> **Stated task**:
Rewrite the records below as a two-column CSV with the header row input,output. Give one row per record, with its text in the input field and its complete answer in the output field, each enclosed in double quotes and with every line break replaced by a space.

> **Stored items**:
———
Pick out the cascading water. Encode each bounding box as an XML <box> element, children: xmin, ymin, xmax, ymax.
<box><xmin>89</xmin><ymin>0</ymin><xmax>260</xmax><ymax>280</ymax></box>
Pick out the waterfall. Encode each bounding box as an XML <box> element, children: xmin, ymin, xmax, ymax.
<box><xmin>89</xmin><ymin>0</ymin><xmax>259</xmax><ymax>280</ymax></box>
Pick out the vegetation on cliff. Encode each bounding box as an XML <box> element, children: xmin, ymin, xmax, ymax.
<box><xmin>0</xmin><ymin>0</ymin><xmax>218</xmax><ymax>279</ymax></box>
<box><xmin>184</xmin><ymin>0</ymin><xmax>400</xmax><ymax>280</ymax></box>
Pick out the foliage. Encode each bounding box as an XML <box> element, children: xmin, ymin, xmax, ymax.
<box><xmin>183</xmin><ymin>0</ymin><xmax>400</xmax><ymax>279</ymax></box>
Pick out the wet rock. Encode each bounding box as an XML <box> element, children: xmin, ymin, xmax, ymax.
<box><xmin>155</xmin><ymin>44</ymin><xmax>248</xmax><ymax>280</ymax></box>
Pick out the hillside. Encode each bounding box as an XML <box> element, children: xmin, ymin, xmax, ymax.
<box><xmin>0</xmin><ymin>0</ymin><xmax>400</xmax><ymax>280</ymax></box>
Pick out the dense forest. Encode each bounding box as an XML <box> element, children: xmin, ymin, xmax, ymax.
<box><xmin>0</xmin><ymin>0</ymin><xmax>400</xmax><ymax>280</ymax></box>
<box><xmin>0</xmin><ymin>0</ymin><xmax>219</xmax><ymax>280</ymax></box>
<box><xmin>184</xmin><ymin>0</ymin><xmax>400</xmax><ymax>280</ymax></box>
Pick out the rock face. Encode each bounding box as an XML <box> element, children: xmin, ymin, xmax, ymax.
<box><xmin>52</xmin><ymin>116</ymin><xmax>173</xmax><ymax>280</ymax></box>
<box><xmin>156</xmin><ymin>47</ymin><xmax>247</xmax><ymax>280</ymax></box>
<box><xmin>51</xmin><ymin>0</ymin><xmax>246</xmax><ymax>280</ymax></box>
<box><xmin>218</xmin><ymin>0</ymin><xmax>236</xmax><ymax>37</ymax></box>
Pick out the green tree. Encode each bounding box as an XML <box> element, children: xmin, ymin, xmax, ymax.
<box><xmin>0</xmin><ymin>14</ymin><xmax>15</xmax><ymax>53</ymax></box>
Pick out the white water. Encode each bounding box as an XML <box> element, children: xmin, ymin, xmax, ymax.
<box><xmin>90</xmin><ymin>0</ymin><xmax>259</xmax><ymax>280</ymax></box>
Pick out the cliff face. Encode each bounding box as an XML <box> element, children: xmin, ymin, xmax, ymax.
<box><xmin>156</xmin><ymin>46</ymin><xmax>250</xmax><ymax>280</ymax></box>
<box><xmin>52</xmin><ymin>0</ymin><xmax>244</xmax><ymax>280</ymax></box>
———
> **Expected output**:
input,output
"Pick out the cascading water. Encode each bounding box as an XML <box> element, children: xmin, ymin, xmax, ymax.","<box><xmin>89</xmin><ymin>0</ymin><xmax>260</xmax><ymax>280</ymax></box>"
"Pick out the waterfall. Encode each bounding box as an XML <box> element, children: xmin, ymin, xmax, ymax.","<box><xmin>89</xmin><ymin>0</ymin><xmax>259</xmax><ymax>280</ymax></box>"
"Pick out the vegetation on cliff. Encode each bounding box as an XML <box> element, children: xmin, ymin, xmax, ymax.","<box><xmin>0</xmin><ymin>0</ymin><xmax>218</xmax><ymax>279</ymax></box> <box><xmin>184</xmin><ymin>0</ymin><xmax>400</xmax><ymax>280</ymax></box>"
"Pick out the foliage. Encode each bounding box as an XML <box> element, children: xmin, ymin, xmax, ymax.","<box><xmin>183</xmin><ymin>0</ymin><xmax>400</xmax><ymax>279</ymax></box>"
"Pick out the wet rock. Encode each bounding box as an XML <box> element, children: xmin, ymin, xmax, ymax.","<box><xmin>155</xmin><ymin>44</ymin><xmax>248</xmax><ymax>280</ymax></box>"
"Pick out the hillside. Encode each bounding box as an XML <box> element, children: xmin, ymin, xmax, ymax.","<box><xmin>0</xmin><ymin>0</ymin><xmax>400</xmax><ymax>280</ymax></box>"
"Pick out the dense forest. Encode each bounding box as an XML <box> element, children: xmin, ymin, xmax, ymax.","<box><xmin>0</xmin><ymin>0</ymin><xmax>400</xmax><ymax>280</ymax></box> <box><xmin>0</xmin><ymin>0</ymin><xmax>219</xmax><ymax>280</ymax></box> <box><xmin>184</xmin><ymin>0</ymin><xmax>400</xmax><ymax>280</ymax></box>"
"Pick out the rock face. Encode each bounding box as an XML <box> element, children: xmin, ymin, xmax, ymax.","<box><xmin>52</xmin><ymin>116</ymin><xmax>173</xmax><ymax>280</ymax></box> <box><xmin>156</xmin><ymin>47</ymin><xmax>247</xmax><ymax>280</ymax></box> <box><xmin>51</xmin><ymin>0</ymin><xmax>246</xmax><ymax>280</ymax></box> <box><xmin>218</xmin><ymin>0</ymin><xmax>236</xmax><ymax>37</ymax></box>"
"Pick out the green tree. Encode each bounding box as an XML <box> element, children: xmin, ymin, xmax, ymax.","<box><xmin>0</xmin><ymin>14</ymin><xmax>15</xmax><ymax>53</ymax></box>"
"Pick out the white water. Encode each bounding box as an XML <box> element, children: xmin, ymin, xmax, ymax.","<box><xmin>90</xmin><ymin>0</ymin><xmax>259</xmax><ymax>280</ymax></box>"
"Pick out the cliff face. Encode each bounding box as an XML <box> element, children: xmin, ymin, xmax, ymax.","<box><xmin>156</xmin><ymin>46</ymin><xmax>250</xmax><ymax>280</ymax></box> <box><xmin>52</xmin><ymin>0</ymin><xmax>244</xmax><ymax>280</ymax></box>"